* **Problem statement**: Reproduce the following material word for word, keeping every line as it appears.

Object detection data
[Start]
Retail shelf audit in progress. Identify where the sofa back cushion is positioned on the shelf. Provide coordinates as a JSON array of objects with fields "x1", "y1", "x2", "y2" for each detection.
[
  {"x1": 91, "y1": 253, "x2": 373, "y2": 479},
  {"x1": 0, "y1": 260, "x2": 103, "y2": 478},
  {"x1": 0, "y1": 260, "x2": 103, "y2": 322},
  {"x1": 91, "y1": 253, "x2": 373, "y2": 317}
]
[End]
* **Response to this exercise**:
Retail shelf audit in progress. Identify where the sofa back cushion is positioned on the shelf. Provide coordinates as a JSON array of objects with fields "x1", "y1", "x2", "y2" for each detection.
[
  {"x1": 91, "y1": 253, "x2": 373, "y2": 479},
  {"x1": 0, "y1": 260, "x2": 103, "y2": 478},
  {"x1": 0, "y1": 260, "x2": 103, "y2": 322},
  {"x1": 91, "y1": 253, "x2": 373, "y2": 317}
]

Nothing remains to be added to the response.